- Your tasks -
1. In the blog post about Steve, how old was Steve when he died of a heart attack?
2. Do the following statements agree with the blog post about Steve? (a) Steve died on Friday. (b) The writer first showed up to the club ride in January. (c) Lee had the writer's phone number.
3. Write what comes next in the blog post about Steve, following on from its final sentence.

Quoted passage: Begin

I hate death, or do I? That’s the question I have been pondering since Sunday afternoon.
I arrived at my normal Sunday afternoon bike club ride and started chatting with the regulars. The weather was gorgeous, finally, and slew of new people were there to enjoy it as well. One regular was missing though. I asked Lee, “Where’s Steve? He didn’t return my texts about riding today.”
“Oh, you don’t know?” he replied. “Steve died on Friday. I don’t have your phone number and I thought you heard…”
Solemn. Silent. Confused. I really couldn’t hear or process much of what he said.
I didn’t know because my only cell phone or media connection to the group was Steve. I had showed up last July and he introduced himself, invited me to ride other times, and we swapped phone numbers. Now someone that I rode bikes with 2-3 times a week was gone in an instant. I felt horrible.
He hadn’t been feeling good lately. He’d even went in for a serious of tests to determine why he felt “off”. But the doctor had just released him saying,-- “He’d get hit by a car on the bike before he’d have a heart attack.” That was the quote Lee told me. The next day he passed in his car on the way to the hospital, heart attack at 52. Steve Newman was a believer, a great guy, a good cyclist, and he had become a friend.

Quoted passage: End
Data under study: Begin

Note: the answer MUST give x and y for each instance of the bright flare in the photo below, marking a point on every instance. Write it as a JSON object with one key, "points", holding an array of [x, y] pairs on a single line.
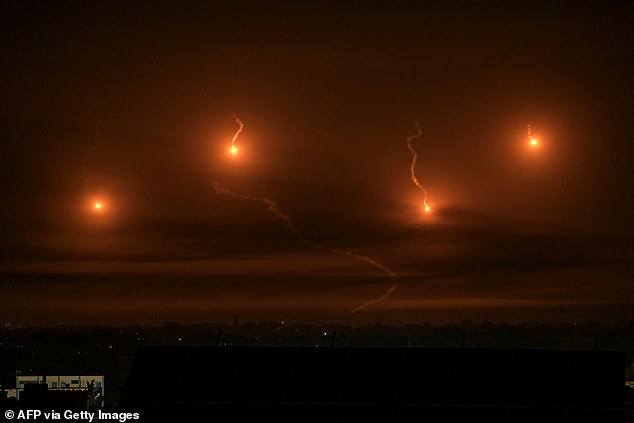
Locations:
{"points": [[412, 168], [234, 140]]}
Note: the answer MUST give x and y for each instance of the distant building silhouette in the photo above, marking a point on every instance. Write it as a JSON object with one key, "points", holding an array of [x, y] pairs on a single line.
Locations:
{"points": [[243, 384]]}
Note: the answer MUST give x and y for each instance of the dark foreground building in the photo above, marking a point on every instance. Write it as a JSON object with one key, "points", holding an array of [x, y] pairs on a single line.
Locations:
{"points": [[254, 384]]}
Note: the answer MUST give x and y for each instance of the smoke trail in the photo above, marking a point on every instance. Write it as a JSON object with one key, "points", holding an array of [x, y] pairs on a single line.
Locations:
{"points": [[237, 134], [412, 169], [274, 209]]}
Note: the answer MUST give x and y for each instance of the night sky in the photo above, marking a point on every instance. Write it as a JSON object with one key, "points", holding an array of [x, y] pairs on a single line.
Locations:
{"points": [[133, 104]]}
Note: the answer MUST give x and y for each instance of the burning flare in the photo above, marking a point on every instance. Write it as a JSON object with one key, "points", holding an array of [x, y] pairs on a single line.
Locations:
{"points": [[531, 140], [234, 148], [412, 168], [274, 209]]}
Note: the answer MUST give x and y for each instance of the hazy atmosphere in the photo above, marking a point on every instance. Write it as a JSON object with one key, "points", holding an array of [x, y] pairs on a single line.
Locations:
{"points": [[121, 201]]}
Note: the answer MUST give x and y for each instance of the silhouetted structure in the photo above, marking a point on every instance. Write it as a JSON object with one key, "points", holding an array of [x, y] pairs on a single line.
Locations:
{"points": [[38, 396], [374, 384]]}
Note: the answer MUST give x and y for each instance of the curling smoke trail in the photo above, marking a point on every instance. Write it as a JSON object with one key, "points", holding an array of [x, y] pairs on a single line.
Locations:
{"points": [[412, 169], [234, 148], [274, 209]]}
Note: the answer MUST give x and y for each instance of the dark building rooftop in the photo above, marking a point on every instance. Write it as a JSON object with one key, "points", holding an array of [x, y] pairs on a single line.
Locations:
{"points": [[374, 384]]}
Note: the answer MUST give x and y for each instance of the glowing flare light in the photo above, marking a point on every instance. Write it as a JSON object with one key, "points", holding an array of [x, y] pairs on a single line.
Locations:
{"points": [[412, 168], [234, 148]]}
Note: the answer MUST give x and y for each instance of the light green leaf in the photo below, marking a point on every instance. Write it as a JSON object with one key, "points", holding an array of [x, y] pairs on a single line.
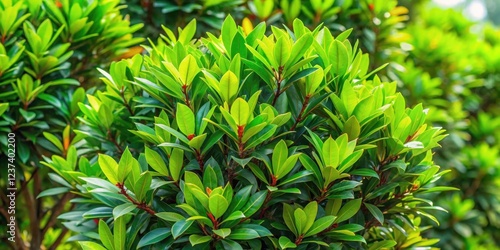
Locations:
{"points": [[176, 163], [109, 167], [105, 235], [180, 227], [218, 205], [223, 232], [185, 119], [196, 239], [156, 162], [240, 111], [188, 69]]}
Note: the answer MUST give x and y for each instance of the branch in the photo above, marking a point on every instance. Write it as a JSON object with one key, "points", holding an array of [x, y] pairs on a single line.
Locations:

Data under study: End
Data under study: Begin

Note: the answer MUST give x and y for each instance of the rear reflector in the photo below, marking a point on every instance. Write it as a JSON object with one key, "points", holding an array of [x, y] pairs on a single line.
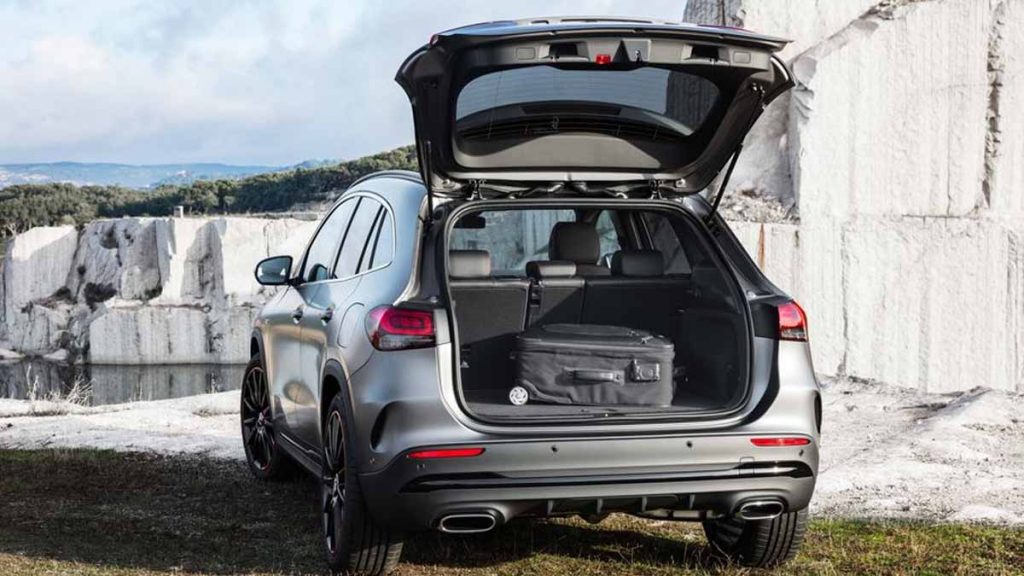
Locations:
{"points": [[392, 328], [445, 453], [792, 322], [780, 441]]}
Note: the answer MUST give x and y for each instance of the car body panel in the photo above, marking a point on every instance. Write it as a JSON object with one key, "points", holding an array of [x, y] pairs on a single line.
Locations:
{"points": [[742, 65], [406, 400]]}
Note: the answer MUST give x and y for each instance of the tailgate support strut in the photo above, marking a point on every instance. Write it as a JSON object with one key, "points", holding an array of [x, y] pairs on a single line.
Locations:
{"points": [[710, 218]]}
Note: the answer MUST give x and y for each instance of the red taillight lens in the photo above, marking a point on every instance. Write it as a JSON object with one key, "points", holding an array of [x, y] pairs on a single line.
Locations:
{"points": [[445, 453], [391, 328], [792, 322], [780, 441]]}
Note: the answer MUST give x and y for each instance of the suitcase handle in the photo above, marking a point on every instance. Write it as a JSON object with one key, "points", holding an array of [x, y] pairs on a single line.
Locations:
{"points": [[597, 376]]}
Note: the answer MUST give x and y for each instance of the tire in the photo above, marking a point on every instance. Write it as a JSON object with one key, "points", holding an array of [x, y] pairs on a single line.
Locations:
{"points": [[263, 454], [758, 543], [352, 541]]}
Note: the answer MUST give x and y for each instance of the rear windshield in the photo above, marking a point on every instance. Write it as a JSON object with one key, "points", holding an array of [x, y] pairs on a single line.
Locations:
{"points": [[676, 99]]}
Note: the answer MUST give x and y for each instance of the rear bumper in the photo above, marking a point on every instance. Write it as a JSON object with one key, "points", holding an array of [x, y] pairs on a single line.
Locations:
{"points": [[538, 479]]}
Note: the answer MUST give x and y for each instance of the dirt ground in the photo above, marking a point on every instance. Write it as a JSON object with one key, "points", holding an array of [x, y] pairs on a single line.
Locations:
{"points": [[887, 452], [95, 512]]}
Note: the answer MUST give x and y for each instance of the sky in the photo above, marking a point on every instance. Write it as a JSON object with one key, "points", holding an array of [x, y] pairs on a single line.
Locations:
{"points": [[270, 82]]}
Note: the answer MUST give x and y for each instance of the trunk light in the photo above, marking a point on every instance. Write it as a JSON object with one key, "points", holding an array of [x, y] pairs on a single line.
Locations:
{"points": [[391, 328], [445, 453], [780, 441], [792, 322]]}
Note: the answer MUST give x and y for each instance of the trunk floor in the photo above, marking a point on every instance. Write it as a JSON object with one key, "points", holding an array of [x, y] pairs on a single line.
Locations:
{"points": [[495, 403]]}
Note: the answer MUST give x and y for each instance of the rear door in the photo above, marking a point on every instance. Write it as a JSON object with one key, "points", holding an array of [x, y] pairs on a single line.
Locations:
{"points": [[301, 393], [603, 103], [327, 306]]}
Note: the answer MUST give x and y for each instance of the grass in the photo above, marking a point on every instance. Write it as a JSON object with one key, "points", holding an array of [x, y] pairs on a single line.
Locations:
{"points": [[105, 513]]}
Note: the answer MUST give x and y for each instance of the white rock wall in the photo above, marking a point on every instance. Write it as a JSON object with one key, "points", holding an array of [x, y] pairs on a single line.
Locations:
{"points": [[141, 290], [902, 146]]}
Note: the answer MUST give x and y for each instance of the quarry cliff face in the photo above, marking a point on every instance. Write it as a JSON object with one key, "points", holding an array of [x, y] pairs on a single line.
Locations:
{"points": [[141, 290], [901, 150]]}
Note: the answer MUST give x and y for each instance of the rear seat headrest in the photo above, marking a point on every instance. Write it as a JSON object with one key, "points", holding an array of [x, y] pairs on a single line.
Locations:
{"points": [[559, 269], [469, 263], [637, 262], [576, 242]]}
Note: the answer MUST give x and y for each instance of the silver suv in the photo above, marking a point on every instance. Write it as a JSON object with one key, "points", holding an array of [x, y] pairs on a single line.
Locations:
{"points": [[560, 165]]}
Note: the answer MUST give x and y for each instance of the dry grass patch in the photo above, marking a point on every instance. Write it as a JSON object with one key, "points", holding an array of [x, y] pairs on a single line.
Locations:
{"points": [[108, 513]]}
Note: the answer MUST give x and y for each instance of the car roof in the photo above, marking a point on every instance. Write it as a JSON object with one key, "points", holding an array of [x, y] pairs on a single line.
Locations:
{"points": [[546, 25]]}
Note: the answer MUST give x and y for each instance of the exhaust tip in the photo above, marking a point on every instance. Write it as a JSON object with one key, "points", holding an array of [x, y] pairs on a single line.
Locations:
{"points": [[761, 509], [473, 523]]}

Data under study: End

- Responses by task -
1. He was 52.

2.
(a) Yes: "Steve died on Friday."
(b) No: "I had showed up last July"
(c) No: "I don’t have your phone number"

3.
That leads me to the statement: I hate death. I do. I know my situation is selfish in nature due to the fact that thousands are dying all the time; cancer, war, malnutrition, poverty cycles, violence, and on and on we could go. Either way, death angers me. It means that a person I shared life and truth with was ripped away. The body of the soul I have grown to know is now an empty shell in a box, and then the ground. The separation is immediate and abrupt. It’s no wonder this wasn’t God’s plan for man, and it’s a true marvel that death is not the end. However, until the end or my end comes, it is something with which I will wrestle.
The scriptures state that “the thief comes to steal, kill, and destroy (John 10:10).” And so I will continue to hate the finality of death. But the bigger question is will I hate the present nature of death in my life the same? Will I hate the sin that produces death and destruction in my body, in my soul even? Will I stand against it with such defiance because I know my God has conquered both sin and death that I may have victory, and have it in abundance here and now? Will I, because of God’s amazing grace, then hate the sins that steal, kill, and destroy my heart?
Something tells me this level of hatred just might produce the life for which I long.